GIVEN ENTRIES START

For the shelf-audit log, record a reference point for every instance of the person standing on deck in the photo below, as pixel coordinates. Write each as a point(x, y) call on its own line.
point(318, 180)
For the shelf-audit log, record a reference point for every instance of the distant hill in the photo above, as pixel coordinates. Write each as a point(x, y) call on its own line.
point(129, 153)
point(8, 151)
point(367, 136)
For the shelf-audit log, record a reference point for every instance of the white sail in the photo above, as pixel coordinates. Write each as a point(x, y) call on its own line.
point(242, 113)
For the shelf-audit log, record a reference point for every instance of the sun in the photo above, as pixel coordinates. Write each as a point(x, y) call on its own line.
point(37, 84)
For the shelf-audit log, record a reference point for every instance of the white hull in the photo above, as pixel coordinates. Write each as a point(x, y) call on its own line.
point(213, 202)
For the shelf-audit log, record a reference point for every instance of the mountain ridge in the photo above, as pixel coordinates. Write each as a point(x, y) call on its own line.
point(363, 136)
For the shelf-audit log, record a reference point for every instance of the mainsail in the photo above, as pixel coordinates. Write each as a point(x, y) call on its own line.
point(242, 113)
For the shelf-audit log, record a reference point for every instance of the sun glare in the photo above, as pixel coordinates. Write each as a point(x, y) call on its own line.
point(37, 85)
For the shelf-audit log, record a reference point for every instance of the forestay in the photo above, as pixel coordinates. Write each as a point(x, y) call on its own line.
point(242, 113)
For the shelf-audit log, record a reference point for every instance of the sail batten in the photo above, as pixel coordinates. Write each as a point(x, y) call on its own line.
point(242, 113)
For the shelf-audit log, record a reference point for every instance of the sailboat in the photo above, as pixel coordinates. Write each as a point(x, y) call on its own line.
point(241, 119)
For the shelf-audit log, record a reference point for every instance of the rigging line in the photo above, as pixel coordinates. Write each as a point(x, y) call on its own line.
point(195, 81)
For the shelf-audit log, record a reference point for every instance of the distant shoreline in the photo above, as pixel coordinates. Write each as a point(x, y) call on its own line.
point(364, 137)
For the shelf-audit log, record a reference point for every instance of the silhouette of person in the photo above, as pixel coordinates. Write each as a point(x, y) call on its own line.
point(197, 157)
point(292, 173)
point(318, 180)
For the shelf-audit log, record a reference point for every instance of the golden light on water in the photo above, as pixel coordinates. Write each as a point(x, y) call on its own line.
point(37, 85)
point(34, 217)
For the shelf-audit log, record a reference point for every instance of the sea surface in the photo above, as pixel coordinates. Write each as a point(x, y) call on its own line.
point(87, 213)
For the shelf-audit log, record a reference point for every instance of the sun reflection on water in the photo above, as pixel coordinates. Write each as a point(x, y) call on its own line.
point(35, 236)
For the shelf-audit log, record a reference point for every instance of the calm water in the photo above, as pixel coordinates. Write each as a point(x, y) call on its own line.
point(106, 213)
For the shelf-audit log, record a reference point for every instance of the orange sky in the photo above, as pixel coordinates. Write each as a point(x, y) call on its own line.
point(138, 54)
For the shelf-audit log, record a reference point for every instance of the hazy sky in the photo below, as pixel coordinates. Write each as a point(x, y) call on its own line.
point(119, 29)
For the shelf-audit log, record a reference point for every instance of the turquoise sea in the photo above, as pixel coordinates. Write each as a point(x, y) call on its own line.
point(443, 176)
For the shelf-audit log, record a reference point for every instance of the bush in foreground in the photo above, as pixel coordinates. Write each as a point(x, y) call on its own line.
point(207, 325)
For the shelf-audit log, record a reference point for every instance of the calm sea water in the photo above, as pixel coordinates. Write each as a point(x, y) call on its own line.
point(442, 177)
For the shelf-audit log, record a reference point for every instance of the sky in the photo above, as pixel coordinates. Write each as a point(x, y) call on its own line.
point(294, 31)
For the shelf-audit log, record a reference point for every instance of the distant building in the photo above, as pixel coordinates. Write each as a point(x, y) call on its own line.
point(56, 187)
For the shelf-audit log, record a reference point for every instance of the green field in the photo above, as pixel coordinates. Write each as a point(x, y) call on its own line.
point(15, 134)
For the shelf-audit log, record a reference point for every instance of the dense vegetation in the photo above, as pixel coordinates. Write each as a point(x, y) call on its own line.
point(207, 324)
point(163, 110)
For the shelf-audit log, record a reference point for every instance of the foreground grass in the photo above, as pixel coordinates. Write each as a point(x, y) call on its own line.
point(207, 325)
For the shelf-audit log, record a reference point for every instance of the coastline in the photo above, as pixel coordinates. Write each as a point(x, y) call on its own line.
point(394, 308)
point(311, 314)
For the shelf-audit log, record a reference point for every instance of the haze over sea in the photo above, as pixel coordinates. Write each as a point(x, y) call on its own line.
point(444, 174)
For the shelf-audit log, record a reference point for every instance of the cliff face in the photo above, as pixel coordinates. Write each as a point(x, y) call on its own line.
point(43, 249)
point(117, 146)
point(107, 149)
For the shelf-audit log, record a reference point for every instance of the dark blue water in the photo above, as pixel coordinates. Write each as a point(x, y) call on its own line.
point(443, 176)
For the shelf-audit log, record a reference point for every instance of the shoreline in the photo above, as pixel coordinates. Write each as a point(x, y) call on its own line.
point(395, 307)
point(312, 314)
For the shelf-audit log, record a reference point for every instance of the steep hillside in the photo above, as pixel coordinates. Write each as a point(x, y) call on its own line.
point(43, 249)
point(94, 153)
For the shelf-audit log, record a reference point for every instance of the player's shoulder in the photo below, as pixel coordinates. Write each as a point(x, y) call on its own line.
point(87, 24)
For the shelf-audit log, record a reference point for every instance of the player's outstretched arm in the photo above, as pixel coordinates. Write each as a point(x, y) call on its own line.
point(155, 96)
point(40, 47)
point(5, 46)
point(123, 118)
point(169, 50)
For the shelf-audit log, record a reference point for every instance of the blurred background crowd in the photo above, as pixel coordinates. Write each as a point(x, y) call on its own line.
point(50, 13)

GIVEN ENTRIES END

▶ WHAT IS NEEDED
What you write should match, character for character, the lines from the one with "the player's shoulder" to the end of the data, both included.

▶ EXERCISE OUTPUT
For the shelf-audit log, record a reference point for every instance of the player's shoulder in the photo below, as pixel coordinates. Write each as a point(x, y) call on its own line.
point(87, 24)
For the shelf-audit log, record a reference point for every instance of the player's outstretched arm in the photo above, as pixel coordinates. Write each as a point(x, y) call on its own line.
point(155, 96)
point(40, 47)
point(5, 46)
point(123, 118)
point(169, 50)
For the shelf-audit log, record a reference point for every instance of the blurred background crowd in the photo above, as pixel coordinates. Write each as a point(x, y) call on its own line.
point(50, 13)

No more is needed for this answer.